# Given problem a
Can you gather every line of the entries below that contains the string "sandstone" and copy each one out? Case counts.

[START OF Extracted text]

# Looking for something in Denver



## Shadowduckboy (Jan 21, 2018)

hopeful for the west side of the city

Kyukushin was my first choice but the only one in the state is an hour and a half away 

not into Kraft Maga

Combat oriented

There's a budo taijutsu place but I don't know if it's any good

There's the IKFF shotokan place nearby but I'm not sure if that is applicable to real combat

Any recommendations?


----------



## JR 137 (Jan 21, 2018)

Enshin karate.  Their honbu (headquarters dojo) is in Denver.  Run by Joko Ninomiya and his son.

Home - Enshin Karate

Ninomiya was a Kyokushin legend back in the day.  He followed his teacher (Hideyuki Ashihara) who was also a Kyokushin legend when he left Kyokushin and formed Ashihara karate.  Ninomiya then left Ashihara and started Enshin.

[END OF Extracted text]
[START OF Material provided]

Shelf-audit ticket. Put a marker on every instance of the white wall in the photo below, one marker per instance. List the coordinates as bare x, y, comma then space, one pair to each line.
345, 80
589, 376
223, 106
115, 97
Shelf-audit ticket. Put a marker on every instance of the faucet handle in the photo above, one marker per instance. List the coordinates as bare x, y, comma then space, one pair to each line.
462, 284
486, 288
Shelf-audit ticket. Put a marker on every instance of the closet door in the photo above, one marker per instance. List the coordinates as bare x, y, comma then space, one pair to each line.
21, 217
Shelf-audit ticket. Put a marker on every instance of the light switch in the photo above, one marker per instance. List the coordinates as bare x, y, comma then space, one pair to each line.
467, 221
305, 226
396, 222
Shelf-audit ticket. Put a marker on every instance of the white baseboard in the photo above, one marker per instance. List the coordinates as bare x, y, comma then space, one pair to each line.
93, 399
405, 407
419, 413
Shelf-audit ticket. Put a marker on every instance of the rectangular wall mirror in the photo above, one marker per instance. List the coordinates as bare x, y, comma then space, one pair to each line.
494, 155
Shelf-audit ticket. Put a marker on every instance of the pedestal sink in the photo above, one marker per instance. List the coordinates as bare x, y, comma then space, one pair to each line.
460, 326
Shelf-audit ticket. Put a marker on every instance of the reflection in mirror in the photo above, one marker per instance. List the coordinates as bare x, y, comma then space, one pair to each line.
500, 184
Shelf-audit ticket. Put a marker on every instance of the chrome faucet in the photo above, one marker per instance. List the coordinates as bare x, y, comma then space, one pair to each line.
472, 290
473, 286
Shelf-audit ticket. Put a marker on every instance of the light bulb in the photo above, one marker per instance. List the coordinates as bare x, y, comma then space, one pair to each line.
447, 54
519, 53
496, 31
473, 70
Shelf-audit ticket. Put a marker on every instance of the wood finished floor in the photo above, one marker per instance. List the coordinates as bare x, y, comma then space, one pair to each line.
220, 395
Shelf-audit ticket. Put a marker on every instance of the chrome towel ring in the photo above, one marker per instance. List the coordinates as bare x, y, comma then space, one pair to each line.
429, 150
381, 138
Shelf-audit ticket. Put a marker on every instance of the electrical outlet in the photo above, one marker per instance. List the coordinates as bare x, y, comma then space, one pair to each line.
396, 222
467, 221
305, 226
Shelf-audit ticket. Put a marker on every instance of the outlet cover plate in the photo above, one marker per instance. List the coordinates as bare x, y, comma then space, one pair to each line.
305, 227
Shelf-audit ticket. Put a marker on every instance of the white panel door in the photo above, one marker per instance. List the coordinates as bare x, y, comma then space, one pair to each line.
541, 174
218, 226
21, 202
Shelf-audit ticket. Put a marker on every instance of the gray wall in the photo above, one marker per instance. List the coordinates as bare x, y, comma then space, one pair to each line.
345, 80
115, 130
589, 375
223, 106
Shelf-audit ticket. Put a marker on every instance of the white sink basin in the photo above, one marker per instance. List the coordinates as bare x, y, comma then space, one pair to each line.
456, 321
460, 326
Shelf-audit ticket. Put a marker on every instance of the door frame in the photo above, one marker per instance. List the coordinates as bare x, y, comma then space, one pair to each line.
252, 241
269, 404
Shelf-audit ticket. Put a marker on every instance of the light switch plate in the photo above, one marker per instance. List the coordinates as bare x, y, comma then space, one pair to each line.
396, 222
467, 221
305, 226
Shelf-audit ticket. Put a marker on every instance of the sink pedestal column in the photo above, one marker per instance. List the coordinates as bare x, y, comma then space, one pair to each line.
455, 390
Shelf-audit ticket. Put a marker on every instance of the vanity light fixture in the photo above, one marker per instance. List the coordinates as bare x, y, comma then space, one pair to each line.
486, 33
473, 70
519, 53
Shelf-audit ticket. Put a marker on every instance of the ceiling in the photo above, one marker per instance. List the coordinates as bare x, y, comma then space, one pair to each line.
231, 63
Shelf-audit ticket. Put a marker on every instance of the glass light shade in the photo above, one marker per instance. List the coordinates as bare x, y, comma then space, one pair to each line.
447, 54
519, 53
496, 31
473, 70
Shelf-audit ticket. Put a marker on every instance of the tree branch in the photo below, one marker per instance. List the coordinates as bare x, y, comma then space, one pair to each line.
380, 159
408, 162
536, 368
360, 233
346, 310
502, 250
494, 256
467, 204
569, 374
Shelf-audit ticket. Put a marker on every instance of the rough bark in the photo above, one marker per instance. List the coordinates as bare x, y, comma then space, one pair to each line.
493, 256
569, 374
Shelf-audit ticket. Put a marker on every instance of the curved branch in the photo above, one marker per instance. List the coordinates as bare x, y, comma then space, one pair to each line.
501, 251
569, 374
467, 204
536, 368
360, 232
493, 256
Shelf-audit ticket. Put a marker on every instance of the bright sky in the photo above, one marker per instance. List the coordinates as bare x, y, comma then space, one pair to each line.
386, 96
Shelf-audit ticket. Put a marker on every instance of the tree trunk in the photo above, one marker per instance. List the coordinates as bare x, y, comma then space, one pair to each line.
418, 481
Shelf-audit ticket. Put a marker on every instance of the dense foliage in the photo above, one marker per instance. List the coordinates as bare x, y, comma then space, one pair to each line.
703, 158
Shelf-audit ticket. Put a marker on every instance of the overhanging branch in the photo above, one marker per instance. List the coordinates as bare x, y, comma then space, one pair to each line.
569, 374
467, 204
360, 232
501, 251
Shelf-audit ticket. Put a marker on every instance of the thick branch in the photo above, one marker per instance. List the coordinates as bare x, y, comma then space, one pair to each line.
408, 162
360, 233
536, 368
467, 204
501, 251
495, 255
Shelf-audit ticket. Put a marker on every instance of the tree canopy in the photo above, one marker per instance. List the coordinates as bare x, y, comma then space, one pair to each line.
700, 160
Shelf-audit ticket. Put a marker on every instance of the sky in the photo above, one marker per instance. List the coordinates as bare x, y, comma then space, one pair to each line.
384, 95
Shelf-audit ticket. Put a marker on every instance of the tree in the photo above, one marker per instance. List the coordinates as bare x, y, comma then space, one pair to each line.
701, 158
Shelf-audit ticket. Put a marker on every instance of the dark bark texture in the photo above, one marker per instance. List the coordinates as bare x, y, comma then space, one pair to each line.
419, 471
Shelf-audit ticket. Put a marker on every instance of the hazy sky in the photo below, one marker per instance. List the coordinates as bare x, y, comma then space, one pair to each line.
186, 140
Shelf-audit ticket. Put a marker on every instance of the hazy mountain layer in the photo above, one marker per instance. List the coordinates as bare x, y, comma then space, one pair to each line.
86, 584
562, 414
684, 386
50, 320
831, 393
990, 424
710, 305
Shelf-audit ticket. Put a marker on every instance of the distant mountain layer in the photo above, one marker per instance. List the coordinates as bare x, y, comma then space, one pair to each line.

[END OF Material provided]
[START OF Material provided]

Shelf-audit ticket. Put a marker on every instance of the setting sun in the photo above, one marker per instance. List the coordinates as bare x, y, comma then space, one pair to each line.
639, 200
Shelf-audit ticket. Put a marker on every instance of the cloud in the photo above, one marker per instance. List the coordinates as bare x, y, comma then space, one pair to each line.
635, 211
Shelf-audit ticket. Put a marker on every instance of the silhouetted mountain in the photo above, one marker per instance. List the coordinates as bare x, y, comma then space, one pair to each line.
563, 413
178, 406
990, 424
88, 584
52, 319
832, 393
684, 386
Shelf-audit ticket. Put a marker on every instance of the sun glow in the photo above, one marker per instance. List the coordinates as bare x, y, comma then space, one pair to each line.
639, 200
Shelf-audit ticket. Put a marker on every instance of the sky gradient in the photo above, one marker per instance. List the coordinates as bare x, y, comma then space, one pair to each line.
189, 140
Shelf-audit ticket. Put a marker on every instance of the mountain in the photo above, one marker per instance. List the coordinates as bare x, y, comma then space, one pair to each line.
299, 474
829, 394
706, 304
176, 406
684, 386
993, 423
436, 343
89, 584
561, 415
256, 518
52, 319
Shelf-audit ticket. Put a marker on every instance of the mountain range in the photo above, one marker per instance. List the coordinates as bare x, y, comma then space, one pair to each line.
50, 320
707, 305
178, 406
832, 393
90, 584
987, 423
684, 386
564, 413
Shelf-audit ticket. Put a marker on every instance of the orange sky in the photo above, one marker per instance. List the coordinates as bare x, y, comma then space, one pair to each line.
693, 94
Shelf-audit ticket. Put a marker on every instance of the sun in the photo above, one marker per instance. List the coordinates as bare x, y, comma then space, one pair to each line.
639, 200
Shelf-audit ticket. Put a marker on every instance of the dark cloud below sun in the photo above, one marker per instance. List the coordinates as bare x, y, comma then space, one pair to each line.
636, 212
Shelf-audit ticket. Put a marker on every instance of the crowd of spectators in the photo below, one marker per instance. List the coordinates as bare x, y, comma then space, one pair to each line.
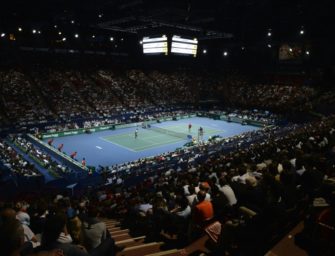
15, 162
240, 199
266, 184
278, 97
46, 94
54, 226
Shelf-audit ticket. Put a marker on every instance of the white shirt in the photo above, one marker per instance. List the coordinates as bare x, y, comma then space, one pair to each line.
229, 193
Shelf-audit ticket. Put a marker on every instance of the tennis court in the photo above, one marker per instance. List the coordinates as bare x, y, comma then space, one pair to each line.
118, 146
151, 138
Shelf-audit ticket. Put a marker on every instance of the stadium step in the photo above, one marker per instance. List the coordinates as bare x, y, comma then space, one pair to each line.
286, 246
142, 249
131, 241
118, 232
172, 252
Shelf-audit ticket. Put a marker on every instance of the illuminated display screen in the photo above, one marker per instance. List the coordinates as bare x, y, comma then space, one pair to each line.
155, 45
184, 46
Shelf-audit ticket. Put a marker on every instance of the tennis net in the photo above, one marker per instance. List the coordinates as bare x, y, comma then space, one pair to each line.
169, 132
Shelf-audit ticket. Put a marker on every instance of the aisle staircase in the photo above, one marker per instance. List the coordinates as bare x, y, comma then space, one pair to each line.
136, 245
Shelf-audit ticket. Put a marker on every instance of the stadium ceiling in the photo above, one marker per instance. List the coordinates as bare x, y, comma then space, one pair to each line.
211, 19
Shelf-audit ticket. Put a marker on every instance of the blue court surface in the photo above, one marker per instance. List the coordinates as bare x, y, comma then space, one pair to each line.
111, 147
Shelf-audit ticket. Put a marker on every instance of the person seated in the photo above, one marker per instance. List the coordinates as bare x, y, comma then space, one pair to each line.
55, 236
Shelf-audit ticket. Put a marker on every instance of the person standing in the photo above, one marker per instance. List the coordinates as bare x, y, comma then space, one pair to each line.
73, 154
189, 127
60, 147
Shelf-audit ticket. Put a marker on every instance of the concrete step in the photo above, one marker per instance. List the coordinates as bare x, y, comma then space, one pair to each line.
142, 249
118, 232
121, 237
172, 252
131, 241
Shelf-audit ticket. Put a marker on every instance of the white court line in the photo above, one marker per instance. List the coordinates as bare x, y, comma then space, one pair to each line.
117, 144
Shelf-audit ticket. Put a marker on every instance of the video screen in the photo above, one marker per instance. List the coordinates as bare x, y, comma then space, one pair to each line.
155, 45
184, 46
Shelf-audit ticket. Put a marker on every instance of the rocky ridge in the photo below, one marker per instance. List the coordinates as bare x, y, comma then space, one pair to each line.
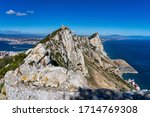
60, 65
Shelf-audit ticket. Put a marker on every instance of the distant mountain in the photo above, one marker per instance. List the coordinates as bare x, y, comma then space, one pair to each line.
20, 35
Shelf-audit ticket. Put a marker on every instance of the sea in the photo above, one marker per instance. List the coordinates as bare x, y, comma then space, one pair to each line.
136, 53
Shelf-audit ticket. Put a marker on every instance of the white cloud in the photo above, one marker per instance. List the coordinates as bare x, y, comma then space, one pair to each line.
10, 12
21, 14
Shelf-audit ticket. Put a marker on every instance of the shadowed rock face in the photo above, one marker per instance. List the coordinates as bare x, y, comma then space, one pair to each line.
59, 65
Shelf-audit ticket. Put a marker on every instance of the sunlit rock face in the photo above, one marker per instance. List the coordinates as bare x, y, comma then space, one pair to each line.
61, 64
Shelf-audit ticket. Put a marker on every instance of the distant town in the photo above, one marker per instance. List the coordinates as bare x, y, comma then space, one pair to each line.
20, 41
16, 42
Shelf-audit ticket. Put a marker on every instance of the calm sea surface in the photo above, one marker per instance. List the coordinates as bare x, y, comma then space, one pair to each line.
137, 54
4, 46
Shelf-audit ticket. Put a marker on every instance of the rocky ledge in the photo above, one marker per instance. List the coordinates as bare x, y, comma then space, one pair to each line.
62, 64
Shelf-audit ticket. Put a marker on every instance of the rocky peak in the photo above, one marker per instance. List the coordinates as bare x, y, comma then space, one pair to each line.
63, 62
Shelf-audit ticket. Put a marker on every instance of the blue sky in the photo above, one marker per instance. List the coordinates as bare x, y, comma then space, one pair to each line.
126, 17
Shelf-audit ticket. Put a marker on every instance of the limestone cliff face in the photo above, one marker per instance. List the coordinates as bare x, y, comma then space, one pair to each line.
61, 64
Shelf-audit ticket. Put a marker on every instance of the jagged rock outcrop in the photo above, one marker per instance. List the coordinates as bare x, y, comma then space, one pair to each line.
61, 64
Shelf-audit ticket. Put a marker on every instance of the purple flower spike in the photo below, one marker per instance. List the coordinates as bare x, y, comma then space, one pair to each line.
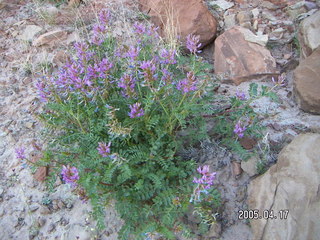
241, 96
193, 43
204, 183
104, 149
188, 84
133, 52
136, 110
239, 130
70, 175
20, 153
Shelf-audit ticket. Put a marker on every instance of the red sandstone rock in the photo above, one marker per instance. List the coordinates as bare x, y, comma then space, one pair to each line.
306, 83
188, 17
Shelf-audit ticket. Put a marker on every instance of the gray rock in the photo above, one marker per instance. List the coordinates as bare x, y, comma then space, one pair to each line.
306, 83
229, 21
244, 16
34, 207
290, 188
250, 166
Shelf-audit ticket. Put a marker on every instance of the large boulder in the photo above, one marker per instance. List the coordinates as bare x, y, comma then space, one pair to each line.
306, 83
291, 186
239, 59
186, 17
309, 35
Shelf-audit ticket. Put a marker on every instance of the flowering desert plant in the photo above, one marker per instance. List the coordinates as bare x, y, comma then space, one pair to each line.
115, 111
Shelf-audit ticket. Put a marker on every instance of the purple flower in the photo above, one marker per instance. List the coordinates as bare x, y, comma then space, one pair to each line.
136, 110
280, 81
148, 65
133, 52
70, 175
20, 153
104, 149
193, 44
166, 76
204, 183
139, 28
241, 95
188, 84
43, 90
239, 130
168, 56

[END OF Material provided]
[START OF Material provided]

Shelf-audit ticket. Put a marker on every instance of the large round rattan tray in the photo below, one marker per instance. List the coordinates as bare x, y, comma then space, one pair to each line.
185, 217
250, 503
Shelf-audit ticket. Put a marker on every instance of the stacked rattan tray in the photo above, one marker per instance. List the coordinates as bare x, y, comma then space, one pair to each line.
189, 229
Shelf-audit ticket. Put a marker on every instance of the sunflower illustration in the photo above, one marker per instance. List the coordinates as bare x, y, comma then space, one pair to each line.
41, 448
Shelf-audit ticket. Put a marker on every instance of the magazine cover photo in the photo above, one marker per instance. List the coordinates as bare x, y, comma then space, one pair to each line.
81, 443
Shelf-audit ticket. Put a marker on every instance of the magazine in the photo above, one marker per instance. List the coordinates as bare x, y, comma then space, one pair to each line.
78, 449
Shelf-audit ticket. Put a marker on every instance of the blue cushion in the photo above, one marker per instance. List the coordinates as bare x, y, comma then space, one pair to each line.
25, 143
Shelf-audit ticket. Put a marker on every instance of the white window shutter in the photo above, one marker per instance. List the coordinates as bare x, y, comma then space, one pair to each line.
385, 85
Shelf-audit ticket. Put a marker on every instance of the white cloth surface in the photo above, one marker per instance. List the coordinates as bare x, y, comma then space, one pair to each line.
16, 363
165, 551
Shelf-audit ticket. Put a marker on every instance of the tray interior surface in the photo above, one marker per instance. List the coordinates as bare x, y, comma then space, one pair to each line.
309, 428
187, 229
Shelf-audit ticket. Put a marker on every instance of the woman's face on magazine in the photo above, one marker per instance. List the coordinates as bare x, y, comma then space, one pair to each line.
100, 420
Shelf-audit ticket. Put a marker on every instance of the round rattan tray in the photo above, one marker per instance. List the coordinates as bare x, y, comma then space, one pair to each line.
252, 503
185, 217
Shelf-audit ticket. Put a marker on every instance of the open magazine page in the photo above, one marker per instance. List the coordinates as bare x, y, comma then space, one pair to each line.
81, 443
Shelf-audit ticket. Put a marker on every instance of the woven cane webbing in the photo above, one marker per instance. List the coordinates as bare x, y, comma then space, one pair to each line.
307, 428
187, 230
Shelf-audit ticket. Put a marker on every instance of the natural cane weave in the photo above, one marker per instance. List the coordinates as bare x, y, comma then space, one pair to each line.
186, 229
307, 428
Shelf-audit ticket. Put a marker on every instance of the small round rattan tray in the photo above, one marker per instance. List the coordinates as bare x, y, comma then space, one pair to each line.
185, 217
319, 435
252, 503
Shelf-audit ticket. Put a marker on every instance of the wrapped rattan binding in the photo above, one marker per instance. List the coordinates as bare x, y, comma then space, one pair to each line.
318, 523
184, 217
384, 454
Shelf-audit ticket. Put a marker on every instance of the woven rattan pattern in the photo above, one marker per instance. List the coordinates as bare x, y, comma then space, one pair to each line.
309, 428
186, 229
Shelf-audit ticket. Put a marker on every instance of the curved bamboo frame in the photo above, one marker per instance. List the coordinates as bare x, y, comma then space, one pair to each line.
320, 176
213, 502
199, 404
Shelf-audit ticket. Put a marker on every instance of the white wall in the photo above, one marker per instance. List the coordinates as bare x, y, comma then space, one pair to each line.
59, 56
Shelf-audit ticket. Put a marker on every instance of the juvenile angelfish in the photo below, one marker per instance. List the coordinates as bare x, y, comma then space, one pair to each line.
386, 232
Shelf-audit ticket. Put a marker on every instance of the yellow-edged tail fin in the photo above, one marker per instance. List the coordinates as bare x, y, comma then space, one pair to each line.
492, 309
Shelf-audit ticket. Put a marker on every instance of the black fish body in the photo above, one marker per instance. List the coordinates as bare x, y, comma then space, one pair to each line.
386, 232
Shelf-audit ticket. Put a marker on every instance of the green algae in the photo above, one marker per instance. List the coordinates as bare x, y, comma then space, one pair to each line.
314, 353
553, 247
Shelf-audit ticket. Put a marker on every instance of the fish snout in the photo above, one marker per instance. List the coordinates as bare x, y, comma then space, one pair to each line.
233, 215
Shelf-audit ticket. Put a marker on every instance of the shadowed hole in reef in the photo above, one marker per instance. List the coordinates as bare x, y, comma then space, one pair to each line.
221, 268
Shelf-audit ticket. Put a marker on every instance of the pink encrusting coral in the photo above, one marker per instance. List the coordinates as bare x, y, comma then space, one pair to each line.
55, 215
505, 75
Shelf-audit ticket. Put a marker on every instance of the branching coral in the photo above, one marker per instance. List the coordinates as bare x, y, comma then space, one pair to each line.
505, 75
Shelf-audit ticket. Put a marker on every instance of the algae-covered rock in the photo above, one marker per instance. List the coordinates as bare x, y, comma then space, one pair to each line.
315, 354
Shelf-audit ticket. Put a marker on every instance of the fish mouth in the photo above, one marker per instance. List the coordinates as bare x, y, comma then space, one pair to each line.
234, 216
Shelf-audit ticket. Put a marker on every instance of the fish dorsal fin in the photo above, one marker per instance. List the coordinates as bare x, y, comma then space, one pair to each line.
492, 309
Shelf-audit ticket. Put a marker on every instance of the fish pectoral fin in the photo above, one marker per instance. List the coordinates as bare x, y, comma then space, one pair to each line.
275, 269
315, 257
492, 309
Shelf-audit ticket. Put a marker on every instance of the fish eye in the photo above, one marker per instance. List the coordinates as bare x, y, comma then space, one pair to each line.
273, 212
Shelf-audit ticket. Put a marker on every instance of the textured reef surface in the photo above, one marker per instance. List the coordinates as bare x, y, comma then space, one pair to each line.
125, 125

[END OF Material provided]

# Given problem b
Please extract the part of the forum thread above that runs from "not into Kraft" up to and including "Any recommendations?", copying it word for word.

# Correct result a
Shelf-audit ticket. Put a marker on every instance of the red sandstone rock in the photo above, one marker per instance. List the coordinates as bare x, y, comma then space, one pair to each line.

# Correct result b
not into Kraft Maga

Combat oriented

There's a budo taijutsu place but I don't know if it's any good

There's the IKFF shotokan place nearby but I'm not sure if that is applicable to real combat

Any recommendations?